» Text segment:
────────────────
John McGraw (22 May 1815 - 4 May 1877) was a wealthy New York State lumber merchant, philanthropist, early benefactor and trustee of Cornell University.

Early years
John McGraw was born in Dryden, NY in the year 1815 to Joseph McGraw and Jane Nelson McGraw, both natives of Northern Ireland.

Career
He and his business partner, Henry W. Sage, together made a great deal of money selling lumber from forests in New York, Wisconsin and Michigan, and operating a large lumber mill in Wenona, Michigan, now part of Bay City, Michigan.  They also co-founded the town of Wenona.

Family
He married Rhoda Charlotte Southworth in Dryden.  She was born September 19, 1819, also in Dryden, the daughter of John Southworth of Salisbury, New York and Nancy Ellis Southworth of Dryden.  She gave birth to his only daughter, Jennie McGraw. After Rhoda's death in 1847, he married her sister, Nancy Amelia Southworth in 1849. Nancy died on 29 February 1856 at the age of 30. John later married Jane P. Bates Turner in Ithaca, Tompkins, New York, in 1861. She died in Ithaca in 1904 at the age of 84.
────────────────
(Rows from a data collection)
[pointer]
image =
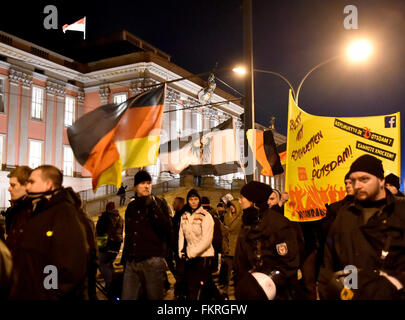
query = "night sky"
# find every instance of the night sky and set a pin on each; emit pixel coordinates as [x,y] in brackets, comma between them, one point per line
[290,37]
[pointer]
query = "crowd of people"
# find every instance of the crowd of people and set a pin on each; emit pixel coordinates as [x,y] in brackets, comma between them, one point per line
[357,251]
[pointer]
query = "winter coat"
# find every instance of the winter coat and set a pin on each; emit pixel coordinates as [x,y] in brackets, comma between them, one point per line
[6,265]
[16,216]
[267,243]
[351,242]
[231,229]
[52,236]
[148,229]
[197,229]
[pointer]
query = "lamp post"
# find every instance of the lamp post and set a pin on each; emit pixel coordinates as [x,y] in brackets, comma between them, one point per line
[310,71]
[357,51]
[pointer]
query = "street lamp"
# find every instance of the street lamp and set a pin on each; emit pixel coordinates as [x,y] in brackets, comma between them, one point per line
[357,51]
[242,71]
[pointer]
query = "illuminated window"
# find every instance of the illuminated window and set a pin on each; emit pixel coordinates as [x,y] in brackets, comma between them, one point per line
[120,97]
[1,149]
[1,95]
[199,122]
[68,161]
[69,111]
[37,104]
[35,154]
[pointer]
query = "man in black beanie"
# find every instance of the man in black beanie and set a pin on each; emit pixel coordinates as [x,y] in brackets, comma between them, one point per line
[364,257]
[267,244]
[148,233]
[393,184]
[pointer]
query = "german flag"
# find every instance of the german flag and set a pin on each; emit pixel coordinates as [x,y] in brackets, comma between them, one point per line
[114,137]
[266,152]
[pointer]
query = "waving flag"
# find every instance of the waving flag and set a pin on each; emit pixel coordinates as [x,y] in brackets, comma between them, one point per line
[208,152]
[79,25]
[267,153]
[115,137]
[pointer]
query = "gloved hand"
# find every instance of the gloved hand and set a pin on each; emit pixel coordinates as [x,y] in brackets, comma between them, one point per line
[372,285]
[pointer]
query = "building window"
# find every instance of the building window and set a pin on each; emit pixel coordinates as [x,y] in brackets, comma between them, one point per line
[35,154]
[2,96]
[120,97]
[179,122]
[37,104]
[69,111]
[1,149]
[68,161]
[199,122]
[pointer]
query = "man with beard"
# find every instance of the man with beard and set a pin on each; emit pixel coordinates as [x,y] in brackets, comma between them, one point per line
[364,255]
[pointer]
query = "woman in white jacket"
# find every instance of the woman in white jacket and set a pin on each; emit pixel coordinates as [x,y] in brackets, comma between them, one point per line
[195,246]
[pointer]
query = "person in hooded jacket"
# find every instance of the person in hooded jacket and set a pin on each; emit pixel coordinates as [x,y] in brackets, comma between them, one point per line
[267,244]
[195,246]
[17,214]
[231,229]
[51,255]
[110,227]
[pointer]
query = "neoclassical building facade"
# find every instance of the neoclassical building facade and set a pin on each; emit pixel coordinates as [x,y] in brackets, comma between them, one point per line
[42,93]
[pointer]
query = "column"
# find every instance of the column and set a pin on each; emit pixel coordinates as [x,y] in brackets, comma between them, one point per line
[25,117]
[12,119]
[80,101]
[60,103]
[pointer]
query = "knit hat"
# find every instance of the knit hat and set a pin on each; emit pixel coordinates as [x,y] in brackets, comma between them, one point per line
[142,176]
[369,164]
[256,192]
[393,180]
[193,193]
[205,201]
[255,286]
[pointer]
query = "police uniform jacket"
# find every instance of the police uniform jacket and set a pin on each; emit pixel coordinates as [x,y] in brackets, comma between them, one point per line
────────────────
» Short problem:
Edit the passage of the John McGraw biography that begins with the words containing "Early years" and ends with "town of Wenona.", putting "sawmill" in place of "lumber mill".

» Response to this exercise:
Early years
John McGraw was born in Dryden, NY in the year 1815 to Joseph McGraw and Jane Nelson McGraw, both natives of Northern Ireland.

Career
He and his business partner, Henry W. Sage, together made a great deal of money selling lumber from forests in New York, Wisconsin and Michigan, and operating a large sawmill in Wenona, Michigan, now part of Bay City, Michigan.  They also co-founded the town of Wenona.